Excerpt to read:
<<<<

Skip to content

Latest commit

 

History

History
514 lines (395 loc) · 15.4 KB

deep-dive.md

File metadata and controls

514 lines (395 loc) · 15.4 KB

The idea behind LinkeDOM

More than a developer had some difficulty understanding why, or how, linkedom is fast, or it uses less RAM, and the quick/short answer, is that no array manipulation, retention, or even creation, ever happens, and all operations are basically "a property update" away.

The purpose of this page though, is to to walk anyone interested into the idea behind linkedom via some explaining metaphor, but also a few working examples ... so, let's start with the metaphors!

what is a char?

As obvious as this question might sound, the main concept behind linkedom is based on how char and string differ, at least in the good old C world.

A char is a single quoted representation of a letter defined by the ASCII standard, packing a whole byte with it, so that it can represent up to 256 values, or 0 to 255 inclusive.

(255).toString(2);
// "11111111" a whole byte

... and what is a string?

Still taking C as reference, a string is an array of char that contains at least one char in it, which is its ending, also known as NUL char, which has code, and int value, equal to 0. A string is also always double-quoted.

// pseudo C code and types
int length(string value) {
  int len = 0;
  // note we don't check for null, we check for 0
  for (int i = 0; value[i] != 0; len++) {}
  return len;
}

// strings must be double quoted
string empty = "";
string full = "any";

// 0
length(empty);

//3
length(full);

// true
empty[0] == 0;

// true, true, true, true
full[0] == 'a';
full[1] == 'n';
full[2] == 'y';
full[3] == 0;

// some random memory/byte we should not access
empty[1] == ?;
full[4] == ?;

Accordingly, a string is represented by a starting point, which is the string reference itself, and an ending point, the NUL char with value 0.

The real length, in terms of memory allocation, of a string, is then always its number of chars + 1, but we don't, usually, get to ever see, or consider, its closing char.

and how is this relevant?

Even if the DOM is effectively seen, crawled, and manipulated as a tree, we actually represent it as a string all the time:

// is this really a tree, or just a string?
const parsedAsTree = `<tag id="value">content<br /></tag>`;

The DOM tree is just a representation of the markup language defined via the string, but its parsing is linear too, as "there is no tree" in strings.

Now, similarly with the difference we have between char and string, where the latter is an extension of the first kind, the DOM is represented by Node and Element, where Node is a single entity with a single value, and Element is an extension that, conveniently, can also contain other elements in it.

`  <tag       id="value"> content  <br />         </tag>`
// Element -> Node ->     Node ->  Element->End   End

Instead of a NUL char, each Element can have an End node that defines the boundaries of such element itself, and differently from a string, an Element can have within its boundaries other Element nodes (while a string cannot have inner strings).

>>>>

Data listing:

<<<<

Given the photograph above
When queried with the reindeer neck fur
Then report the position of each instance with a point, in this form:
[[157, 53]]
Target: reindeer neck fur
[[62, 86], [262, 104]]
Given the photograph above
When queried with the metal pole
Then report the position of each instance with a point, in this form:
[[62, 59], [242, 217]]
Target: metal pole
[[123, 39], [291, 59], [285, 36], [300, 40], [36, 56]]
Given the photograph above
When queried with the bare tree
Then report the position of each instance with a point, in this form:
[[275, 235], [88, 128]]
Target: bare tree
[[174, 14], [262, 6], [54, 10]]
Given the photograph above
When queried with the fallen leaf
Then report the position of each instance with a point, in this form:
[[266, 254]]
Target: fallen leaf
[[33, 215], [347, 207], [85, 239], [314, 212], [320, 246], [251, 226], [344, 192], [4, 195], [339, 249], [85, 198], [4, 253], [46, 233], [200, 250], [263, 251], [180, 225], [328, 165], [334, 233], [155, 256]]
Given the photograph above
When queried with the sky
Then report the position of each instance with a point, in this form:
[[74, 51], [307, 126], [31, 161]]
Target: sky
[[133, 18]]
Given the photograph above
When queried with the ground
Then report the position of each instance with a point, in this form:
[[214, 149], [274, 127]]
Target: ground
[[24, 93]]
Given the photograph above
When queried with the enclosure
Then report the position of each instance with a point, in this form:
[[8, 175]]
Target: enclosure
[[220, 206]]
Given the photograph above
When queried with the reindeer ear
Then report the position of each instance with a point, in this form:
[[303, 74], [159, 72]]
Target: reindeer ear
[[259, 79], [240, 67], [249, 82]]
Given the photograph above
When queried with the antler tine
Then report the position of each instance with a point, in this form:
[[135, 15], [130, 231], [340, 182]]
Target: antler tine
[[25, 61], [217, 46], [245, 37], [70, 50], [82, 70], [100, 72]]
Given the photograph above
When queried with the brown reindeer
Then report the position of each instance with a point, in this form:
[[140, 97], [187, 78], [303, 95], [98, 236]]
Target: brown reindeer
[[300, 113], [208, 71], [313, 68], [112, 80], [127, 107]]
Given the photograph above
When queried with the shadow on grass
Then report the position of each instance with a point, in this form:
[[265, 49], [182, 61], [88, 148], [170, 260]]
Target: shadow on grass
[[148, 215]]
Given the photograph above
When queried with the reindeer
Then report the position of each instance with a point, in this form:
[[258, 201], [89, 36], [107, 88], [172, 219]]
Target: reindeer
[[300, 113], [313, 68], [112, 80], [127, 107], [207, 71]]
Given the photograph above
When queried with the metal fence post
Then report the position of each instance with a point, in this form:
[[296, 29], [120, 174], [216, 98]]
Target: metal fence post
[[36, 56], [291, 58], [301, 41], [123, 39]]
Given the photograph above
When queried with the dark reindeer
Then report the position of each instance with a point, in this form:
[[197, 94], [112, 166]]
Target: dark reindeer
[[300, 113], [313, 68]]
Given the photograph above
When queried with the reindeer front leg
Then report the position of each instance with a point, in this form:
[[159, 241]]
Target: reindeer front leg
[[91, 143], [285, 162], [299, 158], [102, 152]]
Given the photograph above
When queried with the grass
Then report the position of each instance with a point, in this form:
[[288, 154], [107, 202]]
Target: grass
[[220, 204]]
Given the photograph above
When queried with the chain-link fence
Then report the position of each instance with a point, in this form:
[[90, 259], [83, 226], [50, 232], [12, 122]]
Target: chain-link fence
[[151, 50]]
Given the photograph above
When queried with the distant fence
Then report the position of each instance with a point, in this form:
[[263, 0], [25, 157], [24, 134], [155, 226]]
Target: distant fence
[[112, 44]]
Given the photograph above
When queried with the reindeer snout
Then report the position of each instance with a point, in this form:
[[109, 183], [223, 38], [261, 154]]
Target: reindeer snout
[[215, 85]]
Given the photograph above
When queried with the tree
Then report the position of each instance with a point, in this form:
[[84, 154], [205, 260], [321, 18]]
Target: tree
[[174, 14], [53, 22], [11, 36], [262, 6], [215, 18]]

>>>>

Stated problem A: According to the page on the idea behind LinkeDOM, what does each Element have in place of a NUL char to define its boundaries?
Stated problem B: Proceed with the page on the idea behind LinkeDOM, picking up right after its final sentence and keeping its tone.

Expected answer A: An End node.

Expected answer B:
Representing this concept as string, let's assume an element starts as [, ends as ], an attribute is @, and text is !, so that previous markup, could be written as "[@![]]":

"  [          @           !        [          ]     ]"
// Element -> Node ->     Node ->  Element->End   End

Still confused? Fair enough, so let's see in practice how these concepts can get applied to linked nodes.

The Node Class

The most basic details that a node should expose are:

  • the node type, so we can distinguish between different kind of nodes
  • the node prev, so we can define, or reach, the previous linked node, if any
  • the node next, so we can define, or reach, the next linked node, if any
class Node {
  static ELEMENT = 1;
  static ATTRIBUTE = 2;
  static TEXT = 3;

  constructor(type) {
    this.type = type;
    this.prev = null;
    this.next = null;
  }
}

With this basic class, we could already define the previous HTML example as a left to right linked list:

const {ELEMENT, ATTRIBUTE, TEXT} = Node;

// <tag id="value">content<br /></tag>
const tag = new Node(ELEMENT);

const id = new Node(ATTRIBUTE);
tag.next = id;

const content = new Node(TEXT);
id.next = content;

const br = new Node(ELEMENT);
content.next = br;

// crawling the <tag>
let next = tag;
while (next !== null) {
  console.log(next.type);
  next = next.next;
}
// 1, 2, 3, 1

This is a basic demonstration that, while we consider that HTML a tree, with an outer container and two child nodes, the DOM can be crawled linearly, as long as there is a next node to point at.


Side note this is also how template literals tag based libraries, such as µhtml or µhtml-ssr, parse the template content, and relate interpolations to the right place: the traversing is always linear!


Back to the topic, since we'd like to reuse that tag reference, and since we want to be able to crawl anything back, we need to setup each node as double linked list instead.

const {ELEMENT, ATTRIBUTE, TEXT} = Node;

const tag = new Node(ELEMENT);
const id = new Node(ATTRIBUTE);
tag.next = id;
id.prev = tag;

const content = new Node(TEXT);
id.next = content;
content.prev = id;

const br = new Node(ELEMENT);
content.next = br;
br.prev = content;

Because we are developers, and we don't like to repeat ourselves or stress our fingers typing, here a more DRY approach:

const {ELEMENT, ATTRIBUTE, TEXT} = Node;

const setAdjacent = (before, after) => {
  before.next = after;
  after.prev = before;
};

const tag = new Node(ELEMENT);
const id = new Node(ATTRIBUTE);
setAdjacent(tag, id);

const content = new Node(TEXT);
setAdjacent(id, content);

const br = new Node(ELEMENT);
setAdjacent(content, br);

Great ... but something is still missing: we don't really have any special meaning for attributes, text, or elements, except a numeric type ... but that doesn't really tell us much, isn't it?

Let's see how we can improve there.

The Text Class

The text node is like the string's char: it doesn't have boundaries and it represents only one value.

class Text extends Node {
  constructor(value = "") {
    super(Node.TEXT);
    this.value = value;
  }
}

// example
const content = new Text("some content");
content.type;   // 3 => Node.TEXT
content.value;  // "some content"

Just perfect: it's a node that carries some text!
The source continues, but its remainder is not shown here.